**** Source data
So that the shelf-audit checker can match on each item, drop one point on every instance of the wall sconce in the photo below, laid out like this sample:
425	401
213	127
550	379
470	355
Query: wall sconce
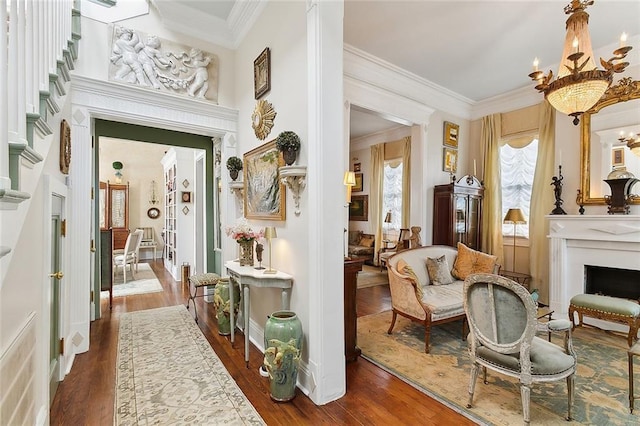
349	181
294	177
269	234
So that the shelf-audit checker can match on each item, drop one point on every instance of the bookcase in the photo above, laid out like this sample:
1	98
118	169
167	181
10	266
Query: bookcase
457	213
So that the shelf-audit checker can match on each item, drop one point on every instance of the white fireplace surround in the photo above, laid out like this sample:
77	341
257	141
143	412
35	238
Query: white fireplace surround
611	241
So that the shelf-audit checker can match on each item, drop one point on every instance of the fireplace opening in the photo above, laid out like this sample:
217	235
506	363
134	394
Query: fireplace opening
615	282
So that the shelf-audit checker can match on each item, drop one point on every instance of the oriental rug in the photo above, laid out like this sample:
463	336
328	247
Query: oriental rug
167	374
601	384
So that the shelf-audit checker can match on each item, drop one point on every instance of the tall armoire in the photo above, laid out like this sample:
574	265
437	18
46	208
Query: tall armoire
457	213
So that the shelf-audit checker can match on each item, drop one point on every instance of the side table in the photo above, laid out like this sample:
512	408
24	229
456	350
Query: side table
520	278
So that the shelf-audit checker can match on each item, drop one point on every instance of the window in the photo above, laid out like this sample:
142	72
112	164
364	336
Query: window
392	195
517	167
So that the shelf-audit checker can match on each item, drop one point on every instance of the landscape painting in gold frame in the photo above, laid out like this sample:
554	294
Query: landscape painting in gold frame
451	132
264	194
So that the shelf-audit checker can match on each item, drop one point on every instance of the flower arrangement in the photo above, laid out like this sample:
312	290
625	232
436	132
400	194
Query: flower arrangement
242	232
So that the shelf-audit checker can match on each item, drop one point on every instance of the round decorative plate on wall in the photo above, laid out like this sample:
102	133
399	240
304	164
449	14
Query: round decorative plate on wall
153	213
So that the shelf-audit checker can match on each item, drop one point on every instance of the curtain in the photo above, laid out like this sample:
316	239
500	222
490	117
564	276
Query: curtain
406	182
492	205
542	201
375	202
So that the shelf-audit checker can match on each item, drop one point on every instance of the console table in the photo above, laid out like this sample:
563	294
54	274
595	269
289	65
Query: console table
247	276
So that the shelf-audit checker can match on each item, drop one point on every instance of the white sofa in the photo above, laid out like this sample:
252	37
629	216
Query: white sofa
427	304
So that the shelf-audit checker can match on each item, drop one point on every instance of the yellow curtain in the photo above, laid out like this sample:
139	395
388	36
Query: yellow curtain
542	201
406	182
492	204
376	187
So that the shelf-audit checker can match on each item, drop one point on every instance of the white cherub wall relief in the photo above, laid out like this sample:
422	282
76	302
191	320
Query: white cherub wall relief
163	65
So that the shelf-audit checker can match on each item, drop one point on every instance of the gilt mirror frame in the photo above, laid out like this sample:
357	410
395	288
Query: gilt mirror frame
625	90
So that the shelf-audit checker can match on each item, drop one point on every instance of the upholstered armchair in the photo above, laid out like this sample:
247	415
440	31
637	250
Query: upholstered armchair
502	319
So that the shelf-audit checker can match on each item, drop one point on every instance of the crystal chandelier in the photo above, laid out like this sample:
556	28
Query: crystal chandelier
580	84
632	143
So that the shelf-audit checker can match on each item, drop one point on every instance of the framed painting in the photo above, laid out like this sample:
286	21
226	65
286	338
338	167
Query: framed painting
359	208
449	160
262	73
617	157
451	134
358	186
264	194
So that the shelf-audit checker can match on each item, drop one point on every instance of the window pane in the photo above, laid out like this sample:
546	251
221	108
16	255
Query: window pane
392	196
517	167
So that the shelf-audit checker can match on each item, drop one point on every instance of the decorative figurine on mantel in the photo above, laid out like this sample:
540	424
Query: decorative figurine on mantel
556	181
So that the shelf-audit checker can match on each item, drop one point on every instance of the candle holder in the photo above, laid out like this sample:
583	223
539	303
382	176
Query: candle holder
556	182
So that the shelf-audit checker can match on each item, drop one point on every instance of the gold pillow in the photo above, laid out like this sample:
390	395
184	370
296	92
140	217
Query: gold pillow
403	267
366	242
439	271
471	261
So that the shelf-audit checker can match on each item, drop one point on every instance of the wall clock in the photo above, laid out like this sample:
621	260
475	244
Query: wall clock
262	119
153	213
65	147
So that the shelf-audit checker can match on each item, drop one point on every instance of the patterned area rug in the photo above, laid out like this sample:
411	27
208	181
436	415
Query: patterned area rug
371	276
145	282
167	373
601	384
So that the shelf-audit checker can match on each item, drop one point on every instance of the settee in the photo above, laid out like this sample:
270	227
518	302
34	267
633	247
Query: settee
431	292
361	246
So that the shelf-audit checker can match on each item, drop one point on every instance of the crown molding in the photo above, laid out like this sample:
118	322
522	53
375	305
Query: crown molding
362	66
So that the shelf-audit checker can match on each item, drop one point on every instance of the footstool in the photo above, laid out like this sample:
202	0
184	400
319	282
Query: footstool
196	282
634	350
607	308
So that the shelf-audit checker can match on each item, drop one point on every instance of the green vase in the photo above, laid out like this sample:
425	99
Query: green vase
222	304
283	342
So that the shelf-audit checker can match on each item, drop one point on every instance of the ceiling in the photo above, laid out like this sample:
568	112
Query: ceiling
475	49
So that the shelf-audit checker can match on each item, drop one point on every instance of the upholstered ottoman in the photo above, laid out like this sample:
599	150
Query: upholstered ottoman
198	281
607	308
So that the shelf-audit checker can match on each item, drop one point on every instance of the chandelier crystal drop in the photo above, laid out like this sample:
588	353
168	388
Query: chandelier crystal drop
580	84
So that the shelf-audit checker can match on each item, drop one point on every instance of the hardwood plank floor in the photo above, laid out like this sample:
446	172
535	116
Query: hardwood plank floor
374	397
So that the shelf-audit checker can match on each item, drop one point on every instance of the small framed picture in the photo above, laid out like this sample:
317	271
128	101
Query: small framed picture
449	160
358	186
617	157
451	134
262	73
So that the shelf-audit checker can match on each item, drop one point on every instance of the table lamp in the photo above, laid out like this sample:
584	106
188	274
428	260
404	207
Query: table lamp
514	216
387	220
269	234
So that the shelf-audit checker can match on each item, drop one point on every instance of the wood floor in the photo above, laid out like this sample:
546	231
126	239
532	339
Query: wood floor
374	397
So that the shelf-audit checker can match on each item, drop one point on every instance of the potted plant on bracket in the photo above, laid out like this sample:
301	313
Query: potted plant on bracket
234	165
288	143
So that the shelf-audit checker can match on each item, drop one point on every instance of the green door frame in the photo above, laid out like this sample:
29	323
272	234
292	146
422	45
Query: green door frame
134	132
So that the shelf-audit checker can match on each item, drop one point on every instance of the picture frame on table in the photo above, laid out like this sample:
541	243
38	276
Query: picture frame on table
359	208
617	157
264	195
358	186
262	74
449	160
451	133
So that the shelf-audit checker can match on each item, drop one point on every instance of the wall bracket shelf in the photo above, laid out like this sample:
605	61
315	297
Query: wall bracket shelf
295	179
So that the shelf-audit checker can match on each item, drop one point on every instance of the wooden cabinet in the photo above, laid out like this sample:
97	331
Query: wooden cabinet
114	211
457	213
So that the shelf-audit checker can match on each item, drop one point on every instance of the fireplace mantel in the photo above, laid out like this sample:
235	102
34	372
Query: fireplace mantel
598	240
********
> What is asked
Copy all of the records above line for line, leaving out the pictures.

> The answer
So that the shelf-audit checker can match on each item, drop one point on every instance of the wall sconce in the photo below, laid out like this sample:
425	401
213	127
550	379
470	355
Query: wall sconce
349	181
294	177
269	234
So that the shelf-audit checker can match on each item, drop one point on every instance of the bookcase in the photo above, laid out like this sample:
1	98
118	169
167	181
10	266
Query: bookcase
457	213
So that the shelf-audit checker can match on each item, drop one point on every instance of the white fireplace surround in the photo above, laid out like this sample:
77	341
257	141
143	412
35	238
Query: white fireplace surround
611	241
So that the shelf-audit checker can match on each item, drop one point on every instance of the fireplace opening in the photo above, laid out like this sample:
217	235
506	363
134	394
Query: fireplace opening
615	282
So that the shelf-audit checker can match on each item, drop one point on every instance of the oriental rug in the photo above, laid out like this sample:
463	336
328	247
Query: oriental rug
167	374
601	384
So that the shelf-audit checker can match on each item, drop one point on every instance of the tall armoire in the photo above, laid out like this sample:
574	265
437	18
46	208
Query: tall armoire
457	213
So that the shelf-audit checker can match on each item, drop one point on every instance of the side table in the photo above, laid out like this sample:
512	408
24	229
456	350
Query: side table
520	278
So that the shelf-audit checker can match on each item, drop one point on every instance of the window in the photo above, laid out like this sample:
142	72
112	164
364	336
Query: window
392	195
517	167
So that the shelf-audit checker can match on each item, drop one point on every instance of the landscape painting in gold frame in the photo above, laid out like this sample:
554	294
Query: landscape painting in gold frame
451	132
264	194
So that the shelf-audit checker can match on each item, drop one point on every instance of the flower arrangement in the photo above, laid out like this sample:
312	290
625	232
436	132
400	194
Query: flower arrangement
242	232
So that the shelf-audit checker can match on each item, drop one point on every instance of the round decorative plate on wall in the photo above, laid out like this sample:
102	133
399	240
304	164
449	14
Query: round decorative plate on wall
153	213
So that the shelf-audit checker can match on each item, drop one point on every instance of the curtain in the photo above, laid out like this sample:
316	239
500	222
490	117
564	276
Query: curtain
406	182
492	205
542	201
375	202
So that the shelf-audit checker can match on each item, drop one point on every instance of the console table in the photo above, laid out like this sample:
563	294
54	274
595	269
289	65
Query: console table
247	276
So that the shelf-audit checker can match on each item, drop one point on every instance of the white sofa in the photo above, laid out like this sample:
252	37
629	216
Query: white sofa
427	304
So that the shelf-audit checker can match on each item, drop one point on every instance of the yellow curtain in the photo above, laid out like this sample:
139	395
388	36
Query: yellow curtain
542	201
406	182
492	204
376	187
So that the shelf-audit checker can match on each item, drop one point on every instance of the white cherub wall relief in the photo above, laid out like this sample:
422	282
76	302
191	320
Query: white cherub wall relief
163	65
So that the shelf-audit checker can match on each item, drop one point on every instance of the gilt mirror frame in the photo above, laid out like this sample:
357	410
395	288
Query: gilt mirror frame
625	90
So that the shelf-audit checker can match on each item, drop one point on every instance of the upholstered armchair in the photo above, laid out like this sample:
247	415
440	31
637	250
Query: upholstered armchair
502	319
So that the shelf-audit checker can match on each item, drop one point on every instance of the crystal chandelier in the photo above, laid out like this sample:
556	28
Query: crystal chandelier
580	84
632	143
So that the shelf-audit checker can match on each item, drop one point on every instance of the framed painting in the photo above, laid out like this sample:
286	21
226	65
286	338
338	167
Query: framed painting
359	208
449	160
262	73
617	157
451	134
358	186
264	194
So that the shelf-audit checker can match on each item, drop one point on every instance of the window pane in the photo above, laid out like this sample:
546	251
221	108
16	255
Query: window pane
392	196
517	167
So that the shelf-audit checker can match on each item, drop one point on every instance of the decorative figurine on mantel in the photo above, laid out like this sample:
540	424
Query: decorative figurine on mantel
556	181
So that the shelf-audit checker can match on each item, drop one point on every instance of the candle holder in the photo above, laid out like this sample:
583	223
539	303
382	176
Query: candle holder
556	182
So that the shelf-audit checker can match on each item, drop one point on every instance of the gold pillow in the photo above, laid out like this sample:
390	395
184	370
296	92
140	217
Query: gold pillow
403	267
366	242
439	271
471	261
So that the shelf-audit checker can match on each item, drop one point on every instance of the wall clock in the photo above, laid out like this sample:
621	260
475	244
Query: wall clock
262	119
153	213
65	147
So that the shelf-audit checker can match on each item, drop one point on every instance of the patterned area rug in the photo above, laid out like this sample:
411	27
208	181
436	415
Query: patterned area rug
371	276
145	282
167	373
601	384
So that the shelf-audit checker can match on each item, drop one point on every instance of the settee in the photo above, laid out like this sample:
270	227
518	302
34	267
633	247
Query: settee
431	292
361	246
So that the shelf-audit checker can match on each item, drop one point on every instance of the crown molding in the photo above, laid out like this sample:
118	322
522	53
375	305
Query: crown molding
362	66
So that the shelf-audit checker can match on each item, drop one point on every instance of the footstool in the photo above, laid out like this sample:
202	0
184	400
319	282
Query: footstool
196	282
634	350
607	308
So that the shelf-audit checker can match on each item, drop one point on every instance of the green vase in the photo above, laid out like this sample:
425	99
Query: green vase
222	304
283	342
So that the shelf-audit checker can match on each item, drop one point on every instance of the ceiling in the photo above, laid out like this sample:
568	112
Query: ceiling
475	49
So that the shelf-audit checker can match on each item, drop one point on every instance of the upholstered ottoman in the photo above, laid out like this sample:
599	150
Query: upholstered ottoman
198	281
607	308
So that the shelf-audit checker can match on each item, drop one point on every instance of the chandelier crystal drop in the photo above, laid out like this sample:
588	353
168	388
Query: chandelier crystal drop
580	84
So that the shelf-audit checker can match on each item, drop one point on every instance of the hardwood plank floor in the photo above, laid out like this sample:
446	172
535	116
Query: hardwood plank floor
374	397
So that the shelf-audit checker can match on each item, drop one point on every instance of the small framed picture in the photo above, laid out like this sample:
317	271
128	101
Query: small framed picture
449	160
358	186
617	157
451	134
262	73
So that the shelf-audit checker can match on each item, drop one point on every instance of the table lamp in the photo above, laid out like this sample:
584	106
188	274
428	260
404	207
Query: table lamp
514	216
387	220
269	234
So that the shelf-audit checker can match on each item, drop one point on every instance of the wood floor in the photo above, laid out like this sample:
546	231
126	239
532	339
Query: wood floor
374	397
So that the shelf-audit checker can match on each item, drop one point on every instance of the potted plant on bracket in the photo above, laid out like this sample:
301	313
Query: potted plant on bracket
234	165
288	143
So that the shelf-audit checker can match on each item, drop one point on every instance of the green door frame in the photo above, laid out like this sample:
29	323
272	234
292	146
422	45
Query: green door frame
134	132
So that the shelf-audit checker can match on each item, drop one point on every instance of the picture frame on table in the photo above, laid out like this sample:
541	243
38	276
Query: picture frame on table
359	208
617	157
264	195
358	186
262	74
449	160
451	133
So that the shelf-audit checker can match on each item, drop one point on every instance of the wall bracket shelf in the photo above, laid out like this sample:
605	61
315	297
Query: wall bracket shelf
295	179
So that the shelf-audit checker can match on each item, drop one point on every instance of the wooden cabinet in the photo above, laid out like this sample:
97	331
Query: wooden cabinet
114	211
457	213
So that the shelf-audit checker can match on each item, drop one point on every instance of the fireplace mantel in the photo above, laid out like this sample:
235	102
34	372
Query: fireplace mantel
598	240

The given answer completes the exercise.